» What to work on
Retype every item below word for word, keeping each line unchanged and in its original order.
-- -- --
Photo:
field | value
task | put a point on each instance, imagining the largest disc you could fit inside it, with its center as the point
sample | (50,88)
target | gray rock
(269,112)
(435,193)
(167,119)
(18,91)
-- -- --
» Result of the task
Photo:
field | value
task | put a point on each instance, imagining the largest disc you could fit inside it, with its center as the point
sample | (50,88)
target | gray rock
(269,112)
(435,193)
(167,119)
(18,91)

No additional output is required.